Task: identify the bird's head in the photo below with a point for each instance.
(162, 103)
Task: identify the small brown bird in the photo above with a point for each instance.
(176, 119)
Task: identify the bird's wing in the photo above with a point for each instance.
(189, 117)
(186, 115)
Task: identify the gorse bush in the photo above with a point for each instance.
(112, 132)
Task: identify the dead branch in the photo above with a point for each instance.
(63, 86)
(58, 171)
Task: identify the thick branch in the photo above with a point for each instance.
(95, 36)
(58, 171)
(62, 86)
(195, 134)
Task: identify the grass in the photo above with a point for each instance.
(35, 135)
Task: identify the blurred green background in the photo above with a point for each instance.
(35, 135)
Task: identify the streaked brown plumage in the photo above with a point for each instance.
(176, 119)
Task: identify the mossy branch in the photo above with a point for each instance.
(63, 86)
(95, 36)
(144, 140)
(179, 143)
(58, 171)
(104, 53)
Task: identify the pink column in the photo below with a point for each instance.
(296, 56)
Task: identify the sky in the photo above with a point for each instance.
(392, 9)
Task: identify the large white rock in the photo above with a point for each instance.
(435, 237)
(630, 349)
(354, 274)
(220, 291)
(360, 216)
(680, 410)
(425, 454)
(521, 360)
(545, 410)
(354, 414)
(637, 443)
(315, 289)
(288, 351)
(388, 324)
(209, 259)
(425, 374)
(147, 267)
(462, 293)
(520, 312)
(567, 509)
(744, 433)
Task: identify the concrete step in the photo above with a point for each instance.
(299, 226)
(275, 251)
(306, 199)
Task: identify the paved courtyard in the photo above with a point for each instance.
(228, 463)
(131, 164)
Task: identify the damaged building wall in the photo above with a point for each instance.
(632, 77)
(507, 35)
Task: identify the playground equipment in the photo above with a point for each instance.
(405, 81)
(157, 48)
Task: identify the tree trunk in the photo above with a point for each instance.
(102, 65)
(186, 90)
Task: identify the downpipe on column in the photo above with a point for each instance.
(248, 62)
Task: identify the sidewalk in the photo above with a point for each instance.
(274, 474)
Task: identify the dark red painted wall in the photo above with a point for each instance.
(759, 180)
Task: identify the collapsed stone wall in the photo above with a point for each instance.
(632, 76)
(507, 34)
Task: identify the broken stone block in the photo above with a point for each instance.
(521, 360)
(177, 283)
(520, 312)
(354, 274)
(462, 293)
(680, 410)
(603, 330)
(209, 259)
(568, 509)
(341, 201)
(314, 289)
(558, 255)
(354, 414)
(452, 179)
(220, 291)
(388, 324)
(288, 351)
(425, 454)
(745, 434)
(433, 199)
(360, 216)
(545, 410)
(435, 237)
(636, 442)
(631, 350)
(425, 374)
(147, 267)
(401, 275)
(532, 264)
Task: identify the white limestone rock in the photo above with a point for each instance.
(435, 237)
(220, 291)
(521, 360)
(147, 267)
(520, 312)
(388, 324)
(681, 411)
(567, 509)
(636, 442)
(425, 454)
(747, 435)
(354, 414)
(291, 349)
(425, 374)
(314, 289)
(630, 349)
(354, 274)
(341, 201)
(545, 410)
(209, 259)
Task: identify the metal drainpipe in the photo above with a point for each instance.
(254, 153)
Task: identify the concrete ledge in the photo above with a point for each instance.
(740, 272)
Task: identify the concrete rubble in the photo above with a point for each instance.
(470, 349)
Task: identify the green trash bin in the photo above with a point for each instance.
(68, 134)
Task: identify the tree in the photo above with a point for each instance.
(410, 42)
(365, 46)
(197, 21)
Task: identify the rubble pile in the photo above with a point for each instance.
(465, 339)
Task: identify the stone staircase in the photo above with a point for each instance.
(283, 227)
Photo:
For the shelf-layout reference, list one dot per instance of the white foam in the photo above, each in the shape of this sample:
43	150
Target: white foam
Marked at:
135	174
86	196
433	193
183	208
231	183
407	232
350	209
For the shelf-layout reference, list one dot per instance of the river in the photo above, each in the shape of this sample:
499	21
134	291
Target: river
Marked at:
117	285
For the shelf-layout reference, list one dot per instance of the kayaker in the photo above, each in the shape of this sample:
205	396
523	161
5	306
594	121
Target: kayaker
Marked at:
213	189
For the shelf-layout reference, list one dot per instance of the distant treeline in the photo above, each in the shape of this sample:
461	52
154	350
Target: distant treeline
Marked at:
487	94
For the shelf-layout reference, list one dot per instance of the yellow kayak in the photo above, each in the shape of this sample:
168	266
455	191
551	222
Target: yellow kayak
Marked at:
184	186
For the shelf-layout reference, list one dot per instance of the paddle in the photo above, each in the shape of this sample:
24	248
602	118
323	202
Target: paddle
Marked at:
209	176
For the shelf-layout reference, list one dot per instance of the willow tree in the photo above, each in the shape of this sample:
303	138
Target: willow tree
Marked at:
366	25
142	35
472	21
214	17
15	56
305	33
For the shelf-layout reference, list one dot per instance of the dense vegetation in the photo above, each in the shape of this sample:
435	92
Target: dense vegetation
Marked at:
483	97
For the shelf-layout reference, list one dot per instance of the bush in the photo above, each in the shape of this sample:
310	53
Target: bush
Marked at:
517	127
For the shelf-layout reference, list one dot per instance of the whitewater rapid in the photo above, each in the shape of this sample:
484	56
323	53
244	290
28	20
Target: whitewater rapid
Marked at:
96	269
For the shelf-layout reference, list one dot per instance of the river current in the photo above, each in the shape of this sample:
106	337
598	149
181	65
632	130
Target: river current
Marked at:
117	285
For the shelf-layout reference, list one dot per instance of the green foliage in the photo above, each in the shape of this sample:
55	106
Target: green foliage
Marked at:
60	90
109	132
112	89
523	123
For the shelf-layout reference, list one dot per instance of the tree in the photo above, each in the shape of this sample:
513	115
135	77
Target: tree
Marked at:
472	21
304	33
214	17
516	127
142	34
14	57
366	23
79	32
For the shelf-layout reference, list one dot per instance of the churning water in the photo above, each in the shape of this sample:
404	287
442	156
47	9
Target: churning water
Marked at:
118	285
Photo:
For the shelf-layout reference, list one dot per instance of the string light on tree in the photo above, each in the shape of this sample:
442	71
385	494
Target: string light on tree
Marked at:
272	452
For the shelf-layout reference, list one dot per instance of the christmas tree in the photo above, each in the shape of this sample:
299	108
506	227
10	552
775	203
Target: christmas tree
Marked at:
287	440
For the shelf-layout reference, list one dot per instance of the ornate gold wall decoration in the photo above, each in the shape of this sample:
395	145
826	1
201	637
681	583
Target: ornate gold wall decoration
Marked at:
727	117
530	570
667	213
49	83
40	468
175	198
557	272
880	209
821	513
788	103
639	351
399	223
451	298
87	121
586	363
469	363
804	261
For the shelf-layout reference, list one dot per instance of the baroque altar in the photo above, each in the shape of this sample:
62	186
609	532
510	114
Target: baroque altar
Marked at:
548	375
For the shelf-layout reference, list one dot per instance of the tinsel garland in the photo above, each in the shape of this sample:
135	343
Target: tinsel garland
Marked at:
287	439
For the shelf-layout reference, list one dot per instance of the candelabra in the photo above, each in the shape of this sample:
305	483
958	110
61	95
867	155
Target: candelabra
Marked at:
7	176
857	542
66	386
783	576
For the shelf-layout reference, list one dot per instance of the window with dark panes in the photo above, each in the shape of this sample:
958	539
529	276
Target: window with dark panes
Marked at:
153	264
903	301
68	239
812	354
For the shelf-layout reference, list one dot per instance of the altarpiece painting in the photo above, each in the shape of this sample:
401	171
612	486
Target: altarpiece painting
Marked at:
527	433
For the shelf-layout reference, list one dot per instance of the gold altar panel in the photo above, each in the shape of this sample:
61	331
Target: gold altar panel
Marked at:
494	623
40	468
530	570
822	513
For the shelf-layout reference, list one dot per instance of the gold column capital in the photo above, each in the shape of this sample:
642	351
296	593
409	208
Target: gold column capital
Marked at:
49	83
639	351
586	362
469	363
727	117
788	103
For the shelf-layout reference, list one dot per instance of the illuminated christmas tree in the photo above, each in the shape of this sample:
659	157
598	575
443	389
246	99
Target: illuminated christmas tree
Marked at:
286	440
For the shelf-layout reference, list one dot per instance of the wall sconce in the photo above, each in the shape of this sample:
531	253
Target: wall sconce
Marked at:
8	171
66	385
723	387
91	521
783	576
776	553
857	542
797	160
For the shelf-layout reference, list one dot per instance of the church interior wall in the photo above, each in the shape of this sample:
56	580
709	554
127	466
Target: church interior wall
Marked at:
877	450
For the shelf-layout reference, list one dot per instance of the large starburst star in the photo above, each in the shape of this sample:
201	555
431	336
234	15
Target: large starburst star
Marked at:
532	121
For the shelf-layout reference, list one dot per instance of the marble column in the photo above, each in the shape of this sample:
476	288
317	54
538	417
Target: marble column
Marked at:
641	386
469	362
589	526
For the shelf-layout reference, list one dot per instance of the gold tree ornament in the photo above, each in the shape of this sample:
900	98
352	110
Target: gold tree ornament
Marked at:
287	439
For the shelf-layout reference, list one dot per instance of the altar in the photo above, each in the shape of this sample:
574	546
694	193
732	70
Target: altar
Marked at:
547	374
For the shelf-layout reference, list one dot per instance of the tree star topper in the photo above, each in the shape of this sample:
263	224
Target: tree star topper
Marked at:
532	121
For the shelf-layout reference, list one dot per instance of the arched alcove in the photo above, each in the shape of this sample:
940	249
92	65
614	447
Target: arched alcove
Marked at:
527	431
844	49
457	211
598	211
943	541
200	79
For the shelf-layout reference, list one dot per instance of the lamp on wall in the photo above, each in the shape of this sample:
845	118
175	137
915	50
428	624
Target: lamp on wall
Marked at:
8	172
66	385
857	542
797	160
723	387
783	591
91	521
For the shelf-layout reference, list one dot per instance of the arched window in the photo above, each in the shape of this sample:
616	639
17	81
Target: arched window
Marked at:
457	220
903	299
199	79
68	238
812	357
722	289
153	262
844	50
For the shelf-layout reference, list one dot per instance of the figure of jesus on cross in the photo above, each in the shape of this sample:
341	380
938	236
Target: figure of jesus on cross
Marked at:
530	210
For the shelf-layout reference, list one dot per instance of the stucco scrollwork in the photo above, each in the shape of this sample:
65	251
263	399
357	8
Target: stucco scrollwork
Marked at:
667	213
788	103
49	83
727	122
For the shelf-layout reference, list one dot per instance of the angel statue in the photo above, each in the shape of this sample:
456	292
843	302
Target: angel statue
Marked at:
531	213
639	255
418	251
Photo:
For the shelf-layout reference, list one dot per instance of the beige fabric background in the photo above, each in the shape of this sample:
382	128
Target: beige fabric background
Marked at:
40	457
# # # #
Using the records above, output exactly the lines from the one containing "Target: angel statue" through the last line, and no others.

Target: angel statue
Marked at:
531	213
639	255
418	251
Photo:
For the shelf-layout reference, list one dot per instance of the beige fabric background in the photo above, each in the shape of this sample:
382	128
Target: beige fabric background
Marked at:
40	457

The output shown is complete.